AIM -> Extract every line of the items below verbatim, and omit the pictures from your answer.

[Stored dataset items]
▬▬▬
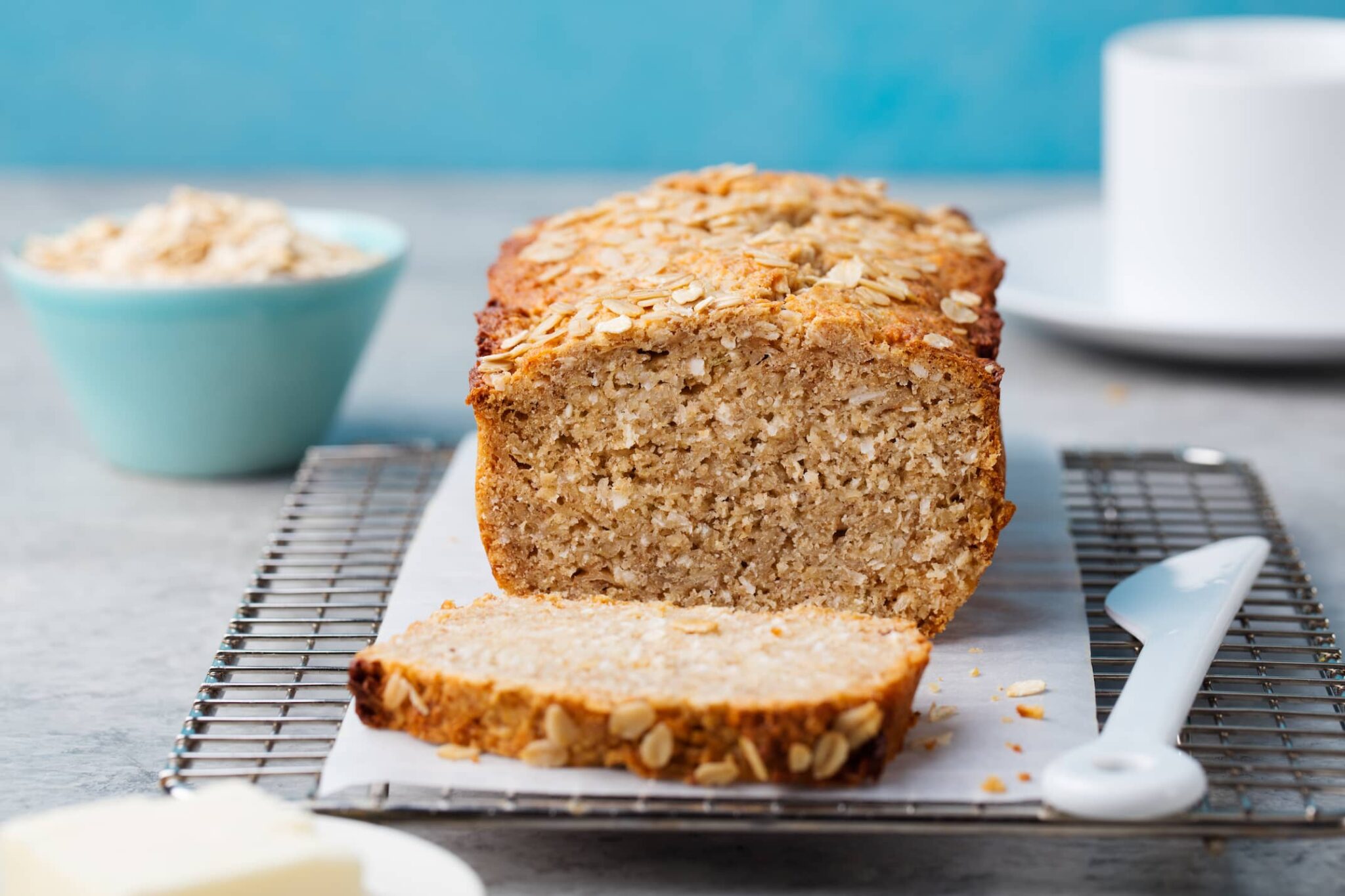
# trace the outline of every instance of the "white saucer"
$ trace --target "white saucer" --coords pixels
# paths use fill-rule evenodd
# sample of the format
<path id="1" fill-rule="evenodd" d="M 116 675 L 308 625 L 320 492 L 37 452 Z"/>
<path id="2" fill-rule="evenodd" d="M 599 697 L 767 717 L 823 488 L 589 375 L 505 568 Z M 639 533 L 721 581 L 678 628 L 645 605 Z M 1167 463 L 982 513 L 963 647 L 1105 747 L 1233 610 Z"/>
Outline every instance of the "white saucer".
<path id="1" fill-rule="evenodd" d="M 1345 360 L 1345 318 L 1310 326 L 1284 320 L 1163 321 L 1112 306 L 1103 283 L 1103 223 L 1096 203 L 1026 212 L 987 230 L 995 253 L 1009 261 L 999 309 L 1061 336 L 1184 360 Z M 1267 309 L 1274 313 L 1272 300 Z"/>
<path id="2" fill-rule="evenodd" d="M 323 840 L 359 856 L 369 896 L 486 896 L 467 862 L 428 840 L 382 825 L 315 815 Z"/>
▬▬▬
OUTPUT OF THE TASK ->
# trace the outline of every instance of the "white saucer"
$ trace --target "white saucer" --coords pixels
# paths use fill-rule evenodd
# sample of the format
<path id="1" fill-rule="evenodd" d="M 116 675 L 308 625 L 320 492 L 37 452 Z"/>
<path id="2" fill-rule="evenodd" d="M 599 697 L 767 717 L 823 488 L 589 375 L 505 568 Z M 639 533 L 721 581 L 678 628 L 645 605 Z M 1167 463 L 982 513 L 963 647 L 1105 747 L 1233 610 Z"/>
Outline every instance of the "white saucer".
<path id="1" fill-rule="evenodd" d="M 1345 360 L 1345 318 L 1310 326 L 1284 320 L 1163 321 L 1112 306 L 1103 283 L 1103 223 L 1096 203 L 1026 212 L 987 230 L 995 253 L 1009 261 L 999 309 L 1061 336 L 1184 360 Z M 1267 309 L 1274 313 L 1272 300 Z"/>
<path id="2" fill-rule="evenodd" d="M 323 840 L 359 856 L 369 896 L 486 896 L 467 862 L 428 840 L 382 825 L 315 815 Z"/>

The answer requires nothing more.